For our finger food meal at church this Sunday, I decided to make ‘meat cigars’, or Briwat Bil Kefta. These are a meat, egg and herb filling wrapped up in phyllo dough and baked. Traditionally in Morocco, Briwat (with many different types of filling) are made with a thin pastry called warka, but sheets of phyllo are much easier to come by in the U.S. As with any individually-wrapped party food, these take a while to make, but they’re worth the effort!
First, make the filling (kefta):
1 medium onion, chopped
2 tsp. ground cinnamon
1/2 tsp. ground ginger
1/4 tsp. cayenne pepper
1/4 tsp. chili powder
1 1/2 lb. ground beef
salt and black pepper to taste
5 eggs, beaten
1/4 c. fresh parsley, chopped
1/4 c. fresh cilantro, chopped
1/2 package phyllo dough (8 oz. needed)
Over medium-high heat in a non-stick skillet, saute the onion in oil until translucent. Add cinnamon, ginger, cayenne and chili powder and stir briefly to combine. Stir in ground beef and continue to stir and cook for about 5-7 minutes, or until meat is cooked through. It will stay kind of wet (ie. the beef will not brown in the pan). Stir together eggs and fresh herbs in a separate bowl, then pour over beef in the skillet and stir continuously for about 3-4 minutes until eggs are cooked. Remove from heat and set aside for filling to cool before assembling ‘cigars’.
..............................
EXERCISE INSTRUCTIONS:
(1) Answer these questions using the meat cigar recipe.
(a) What thin pastry is traditionally used for Briwat in Morocco?
(b) How much ground cinnamon does the filling call for?
(c) For about how long are the eggs stirred in the skillet?
(2) Carry the meat cigar recipe forward from its last sentence.
The listing comes from a source unrelated to the meat cigar recipe.

DATA LINES:
..............................
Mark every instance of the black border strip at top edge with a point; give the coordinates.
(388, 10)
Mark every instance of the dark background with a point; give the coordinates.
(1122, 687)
..............................
THE RESPONSES:
(1)
(a) Warka.
(b) 2 tsp.
(c) About 3-4 minutes.

(2)
When the filling is cool, remove the phyllo dough from its packaging and cut into three strips (about 9″ x 4.5″). Stack these up on top of each other into one stack (this will help keep the layers underneath from drying out). Brush the top layer very lightly with canola oil, then place a heaping Tablespoon of filling near one edge – about an inch from the bottom.
Start rolling from the bottom edge, then fold in the sides. If dough tears a little at this point it is ok. Then continue rolling to the end, adding a bit of oil at the top edge to seal it well and keep it from unrolling. continue this process and make 50-60 rolls until the filling is used up.
At this point, I refrigerated the ‘cigars’ (stored in single layers with wax paper between the layers) so that I could bake them in the morning before our finger food meal. I would actually recommend freezing them instead if you’re not baking them immediately. The phyllo got wet and they started sticking to each other and the pan after overnight refrigeration.
To bake the rolls, place them on a baking dish or baking pan in single layers and brush with canola oil or butter. Bake at 350F for about 30 minutes or until nicely golden brown. Serve hot.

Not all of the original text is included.